── Information supplied ──

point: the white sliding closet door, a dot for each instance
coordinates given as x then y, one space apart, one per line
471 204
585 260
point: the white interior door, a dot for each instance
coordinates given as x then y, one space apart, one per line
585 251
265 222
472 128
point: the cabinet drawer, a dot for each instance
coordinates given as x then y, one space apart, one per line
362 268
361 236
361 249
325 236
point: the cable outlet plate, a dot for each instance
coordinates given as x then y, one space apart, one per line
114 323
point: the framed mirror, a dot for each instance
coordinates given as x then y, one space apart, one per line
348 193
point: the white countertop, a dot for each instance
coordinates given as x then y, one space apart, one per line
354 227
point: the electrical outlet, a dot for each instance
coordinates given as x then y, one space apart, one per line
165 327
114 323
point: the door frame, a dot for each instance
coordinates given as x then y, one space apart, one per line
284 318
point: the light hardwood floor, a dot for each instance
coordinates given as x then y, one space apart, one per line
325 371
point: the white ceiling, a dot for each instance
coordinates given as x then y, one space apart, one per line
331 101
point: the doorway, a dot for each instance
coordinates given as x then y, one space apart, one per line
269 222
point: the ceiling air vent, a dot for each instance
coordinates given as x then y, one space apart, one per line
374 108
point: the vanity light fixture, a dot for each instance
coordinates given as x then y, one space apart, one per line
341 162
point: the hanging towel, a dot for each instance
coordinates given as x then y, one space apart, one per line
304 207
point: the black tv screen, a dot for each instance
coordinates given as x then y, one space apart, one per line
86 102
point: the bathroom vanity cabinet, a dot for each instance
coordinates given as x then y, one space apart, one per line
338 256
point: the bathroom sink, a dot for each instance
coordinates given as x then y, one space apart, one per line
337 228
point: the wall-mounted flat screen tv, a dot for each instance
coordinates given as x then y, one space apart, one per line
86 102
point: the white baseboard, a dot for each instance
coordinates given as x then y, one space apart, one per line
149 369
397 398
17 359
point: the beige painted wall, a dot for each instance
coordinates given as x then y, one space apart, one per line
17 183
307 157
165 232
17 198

───

* [Given exercise] Copy the listing word for word, beginning at the line that contains "point: the bathroom sink, a" and continuing through the final line of the listing.

* [Written solution]
point: the bathroom sink, a dot for each instance
coordinates given as x then y, one space apart, one per line
337 228
point: the wall-mounted flat screen tv, a dot for each instance
coordinates given as x then y, one space apart, one per line
86 102
point: the white baseboard, a dot for each instance
coordinates given as x then y, one space apart, one per line
149 369
397 398
17 359
point: the beige painted wall, a dot for each instance
coordinates given as x then y, one space apart, one per line
17 183
307 157
165 232
17 198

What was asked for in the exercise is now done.